▸ Your objective
Copy out the lines of the material below word for word, starting at the line that contains "Give the mask of every instance of the rubber" and ending at the line that contains "182 201 L 187", including both of those lines.

Outline labeling records
* * * * * * * * *

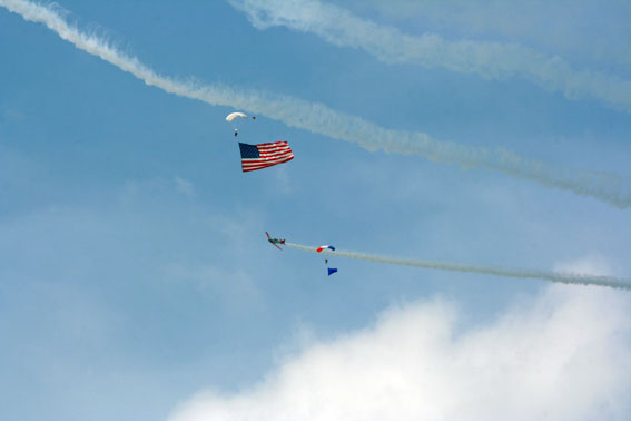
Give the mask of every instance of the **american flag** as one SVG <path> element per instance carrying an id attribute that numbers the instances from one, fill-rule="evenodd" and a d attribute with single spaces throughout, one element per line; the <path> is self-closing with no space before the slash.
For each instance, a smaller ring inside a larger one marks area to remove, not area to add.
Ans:
<path id="1" fill-rule="evenodd" d="M 270 144 L 248 145 L 240 144 L 241 168 L 244 173 L 272 167 L 294 159 L 294 154 L 286 141 Z"/>

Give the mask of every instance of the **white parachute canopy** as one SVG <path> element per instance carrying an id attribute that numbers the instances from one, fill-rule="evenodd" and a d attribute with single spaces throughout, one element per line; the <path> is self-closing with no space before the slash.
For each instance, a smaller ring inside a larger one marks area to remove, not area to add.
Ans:
<path id="1" fill-rule="evenodd" d="M 235 118 L 238 117 L 247 119 L 247 115 L 243 112 L 230 112 L 226 116 L 226 121 L 233 121 Z"/>

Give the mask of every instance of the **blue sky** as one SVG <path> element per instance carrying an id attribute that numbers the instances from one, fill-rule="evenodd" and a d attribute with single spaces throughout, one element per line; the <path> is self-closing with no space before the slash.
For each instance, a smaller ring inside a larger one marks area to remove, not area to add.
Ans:
<path id="1" fill-rule="evenodd" d="M 53 9 L 210 101 L 0 4 L 0 418 L 629 417 L 629 292 L 264 236 L 629 278 L 625 2 Z M 296 158 L 241 174 L 236 108 Z"/>

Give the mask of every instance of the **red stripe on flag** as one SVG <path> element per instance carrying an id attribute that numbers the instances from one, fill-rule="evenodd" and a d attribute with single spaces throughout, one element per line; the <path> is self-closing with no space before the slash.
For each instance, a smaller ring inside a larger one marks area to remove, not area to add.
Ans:
<path id="1" fill-rule="evenodd" d="M 294 159 L 292 148 L 286 141 L 259 144 L 256 145 L 256 148 L 258 149 L 258 158 L 241 158 L 244 173 L 272 167 Z"/>

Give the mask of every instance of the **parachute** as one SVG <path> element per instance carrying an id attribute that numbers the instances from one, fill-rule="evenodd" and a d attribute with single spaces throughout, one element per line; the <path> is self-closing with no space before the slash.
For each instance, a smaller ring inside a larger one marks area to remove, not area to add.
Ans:
<path id="1" fill-rule="evenodd" d="M 245 115 L 243 112 L 230 112 L 226 116 L 226 121 L 233 121 L 235 118 L 238 118 L 238 117 L 247 119 L 247 115 Z"/>
<path id="2" fill-rule="evenodd" d="M 335 247 L 334 247 L 334 246 L 329 246 L 329 245 L 319 246 L 319 247 L 316 248 L 316 252 L 319 253 L 319 252 L 322 252 L 323 249 L 327 249 L 327 248 L 328 248 L 329 251 L 332 251 L 332 252 L 335 252 Z"/>
<path id="3" fill-rule="evenodd" d="M 230 114 L 228 114 L 228 115 L 226 116 L 226 121 L 233 123 L 233 121 L 236 120 L 237 118 L 243 118 L 244 120 L 247 120 L 247 119 L 248 119 L 247 114 L 238 112 L 238 111 L 237 111 L 237 112 L 230 112 Z M 253 120 L 256 120 L 256 116 L 252 116 L 252 119 L 253 119 Z M 238 126 L 236 123 L 235 123 L 235 125 Z M 239 135 L 239 129 L 238 129 L 236 126 L 235 126 L 235 136 L 238 136 L 238 135 Z"/>

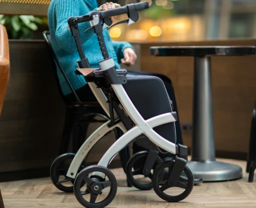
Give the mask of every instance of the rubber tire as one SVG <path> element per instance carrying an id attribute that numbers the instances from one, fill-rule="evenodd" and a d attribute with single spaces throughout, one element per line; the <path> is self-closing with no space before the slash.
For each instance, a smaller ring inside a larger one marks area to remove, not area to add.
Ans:
<path id="1" fill-rule="evenodd" d="M 140 159 L 141 159 L 142 158 L 146 157 L 148 153 L 148 151 L 143 151 L 134 154 L 130 159 L 126 165 L 126 175 L 127 179 L 133 186 L 138 189 L 142 191 L 148 191 L 152 189 L 153 188 L 152 182 L 147 184 L 143 184 L 139 183 L 134 179 L 134 176 L 132 174 L 132 169 L 134 164 L 136 162 L 136 161 Z M 156 167 L 163 162 L 163 160 L 159 156 L 157 156 L 156 162 L 157 163 L 156 165 L 155 166 Z M 163 179 L 163 172 L 162 177 L 159 182 Z"/>
<path id="2" fill-rule="evenodd" d="M 182 201 L 187 197 L 192 191 L 194 187 L 194 176 L 191 170 L 185 166 L 183 170 L 188 178 L 188 183 L 186 188 L 181 194 L 177 196 L 170 196 L 162 192 L 160 190 L 159 184 L 155 182 L 157 181 L 159 174 L 166 168 L 174 165 L 175 161 L 166 161 L 158 166 L 154 172 L 153 177 L 153 188 L 156 194 L 162 199 L 170 202 L 178 202 Z"/>
<path id="3" fill-rule="evenodd" d="M 103 201 L 100 203 L 93 204 L 86 201 L 81 194 L 81 183 L 84 181 L 85 176 L 90 173 L 99 172 L 105 174 L 109 180 L 111 182 L 110 191 L 108 195 Z M 117 191 L 117 182 L 114 174 L 108 169 L 99 165 L 92 165 L 85 168 L 77 175 L 74 184 L 74 193 L 78 202 L 83 206 L 87 208 L 103 208 L 110 204 L 116 196 Z"/>
<path id="4" fill-rule="evenodd" d="M 61 163 L 68 159 L 73 159 L 76 156 L 76 154 L 73 153 L 66 153 L 60 155 L 57 157 L 53 161 L 51 169 L 50 170 L 50 176 L 53 185 L 59 190 L 65 193 L 73 193 L 74 190 L 73 186 L 65 186 L 61 184 L 57 184 L 58 182 L 58 176 L 56 174 L 57 170 L 59 167 Z M 71 182 L 74 184 L 75 179 L 71 180 Z"/>

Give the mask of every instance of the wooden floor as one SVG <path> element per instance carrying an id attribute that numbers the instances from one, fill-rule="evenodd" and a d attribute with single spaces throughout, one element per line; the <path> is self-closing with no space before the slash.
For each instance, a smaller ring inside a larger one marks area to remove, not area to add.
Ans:
<path id="1" fill-rule="evenodd" d="M 109 207 L 115 208 L 256 208 L 256 179 L 247 182 L 243 161 L 218 160 L 235 163 L 244 170 L 242 179 L 228 182 L 204 183 L 195 186 L 189 196 L 179 203 L 169 203 L 153 191 L 138 191 L 126 187 L 122 169 L 112 171 L 118 183 L 117 194 Z M 0 183 L 6 208 L 74 208 L 83 207 L 73 194 L 61 193 L 49 178 Z"/>

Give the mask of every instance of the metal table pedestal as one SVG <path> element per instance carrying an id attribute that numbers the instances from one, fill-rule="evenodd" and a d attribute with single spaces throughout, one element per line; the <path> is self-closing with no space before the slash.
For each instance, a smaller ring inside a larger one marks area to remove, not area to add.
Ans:
<path id="1" fill-rule="evenodd" d="M 152 47 L 156 56 L 193 56 L 195 58 L 193 133 L 191 161 L 187 165 L 204 182 L 241 178 L 238 165 L 215 161 L 211 70 L 211 55 L 255 54 L 254 46 Z"/>
<path id="2" fill-rule="evenodd" d="M 240 166 L 215 160 L 211 58 L 195 57 L 192 158 L 187 166 L 204 181 L 239 179 Z"/>

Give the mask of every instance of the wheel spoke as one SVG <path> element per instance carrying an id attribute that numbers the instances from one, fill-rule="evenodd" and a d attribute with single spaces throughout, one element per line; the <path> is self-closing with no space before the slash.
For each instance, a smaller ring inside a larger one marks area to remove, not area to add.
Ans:
<path id="1" fill-rule="evenodd" d="M 111 184 L 111 181 L 110 181 L 102 182 L 102 183 L 101 183 L 102 185 L 102 188 L 103 188 L 103 189 L 104 188 L 106 188 L 107 187 L 108 187 L 109 186 L 110 186 Z"/>
<path id="2" fill-rule="evenodd" d="M 87 176 L 86 176 L 84 178 L 84 180 L 86 182 L 87 184 L 89 185 L 90 185 L 93 182 L 93 181 Z"/>
<path id="3" fill-rule="evenodd" d="M 65 182 L 67 182 L 68 181 L 71 181 L 72 180 L 72 179 L 65 179 L 64 180 L 62 180 L 62 181 L 59 181 L 57 183 L 57 184 L 58 185 L 59 184 L 61 184 L 61 183 L 64 183 Z"/>
<path id="4" fill-rule="evenodd" d="M 90 194 L 90 202 L 94 203 L 97 199 L 98 194 Z"/>
<path id="5" fill-rule="evenodd" d="M 163 185 L 162 187 L 160 188 L 160 190 L 161 190 L 161 191 L 163 192 L 167 188 L 169 188 L 171 186 L 170 186 L 170 185 L 168 184 L 168 182 L 166 181 L 165 182 L 165 183 Z"/>
<path id="6" fill-rule="evenodd" d="M 186 189 L 188 187 L 186 184 L 185 184 L 182 182 L 180 182 L 180 181 L 178 181 L 175 186 L 179 187 L 179 188 L 183 188 L 184 189 Z"/>
<path id="7" fill-rule="evenodd" d="M 153 178 L 153 174 L 150 173 L 149 175 L 147 176 L 152 180 L 152 179 Z"/>
<path id="8" fill-rule="evenodd" d="M 85 195 L 85 194 L 90 194 L 90 192 L 89 191 L 88 191 L 87 189 L 86 189 L 85 190 L 85 191 L 84 191 L 83 192 L 81 192 L 81 194 L 82 196 Z"/>
<path id="9" fill-rule="evenodd" d="M 132 172 L 133 176 L 137 176 L 137 175 L 143 175 L 142 173 L 142 168 L 136 170 Z"/>

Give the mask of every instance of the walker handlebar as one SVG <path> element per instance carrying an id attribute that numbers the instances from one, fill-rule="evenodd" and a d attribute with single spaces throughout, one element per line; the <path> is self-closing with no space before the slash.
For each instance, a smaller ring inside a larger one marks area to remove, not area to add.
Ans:
<path id="1" fill-rule="evenodd" d="M 128 9 L 129 6 L 133 5 L 134 5 L 135 10 L 136 12 L 143 10 L 149 7 L 148 2 L 146 1 L 140 3 L 131 4 L 117 8 L 112 9 L 100 12 L 99 13 L 101 14 L 102 18 L 128 14 L 129 12 L 129 9 Z"/>
<path id="2" fill-rule="evenodd" d="M 149 8 L 148 2 L 145 1 L 140 3 L 131 4 L 121 7 L 115 9 L 111 9 L 107 11 L 98 12 L 99 14 L 100 18 L 103 19 L 105 18 L 110 17 L 114 16 L 117 16 L 125 14 L 128 14 L 131 12 L 131 8 L 134 8 L 134 11 L 139 11 L 143 10 Z M 93 14 L 93 12 L 92 14 Z M 78 23 L 84 22 L 88 22 L 93 20 L 93 17 L 91 14 L 87 14 L 76 17 L 70 17 L 68 20 L 68 24 L 70 25 L 75 25 Z"/>

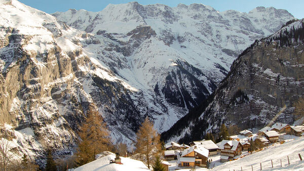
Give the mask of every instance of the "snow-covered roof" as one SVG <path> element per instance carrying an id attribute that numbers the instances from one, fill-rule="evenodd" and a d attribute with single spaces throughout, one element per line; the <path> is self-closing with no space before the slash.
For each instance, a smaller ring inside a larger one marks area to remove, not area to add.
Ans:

* * * * * * * * *

▸ Response to this task
Give the mask of every instance of the rubber tire as one SVG <path> element per instance carrying an id attribute that numbers the instances from one, fill-rule="evenodd" and a d attribute with single spaces throughout, one element per line; the <path> is self-closing with no space before the slash.
For each instance, a smaller ring inside a larger one marks area to remove, not area to add.
Ans:
<path id="1" fill-rule="evenodd" d="M 140 159 L 141 159 L 142 158 L 146 157 L 148 153 L 148 151 L 143 151 L 134 154 L 130 159 L 126 165 L 126 175 L 127 179 L 133 186 L 138 189 L 142 191 L 148 191 L 152 189 L 153 188 L 152 182 L 147 184 L 143 184 L 139 183 L 134 179 L 134 176 L 132 174 L 132 169 L 134 164 L 136 162 L 136 161 Z M 156 167 L 163 162 L 163 160 L 159 156 L 157 156 L 156 162 L 157 163 L 156 165 L 155 166 Z M 163 179 L 163 172 L 162 177 L 159 182 Z"/>
<path id="2" fill-rule="evenodd" d="M 182 201 L 187 197 L 192 191 L 194 187 L 194 176 L 191 170 L 185 166 L 183 170 L 188 178 L 188 183 L 186 188 L 181 194 L 177 196 L 170 196 L 162 192 L 160 190 L 159 184 L 155 182 L 157 181 L 159 174 L 166 168 L 174 165 L 175 161 L 166 161 L 158 166 L 154 172 L 153 177 L 153 188 L 156 194 L 162 199 L 170 202 L 178 202 Z"/>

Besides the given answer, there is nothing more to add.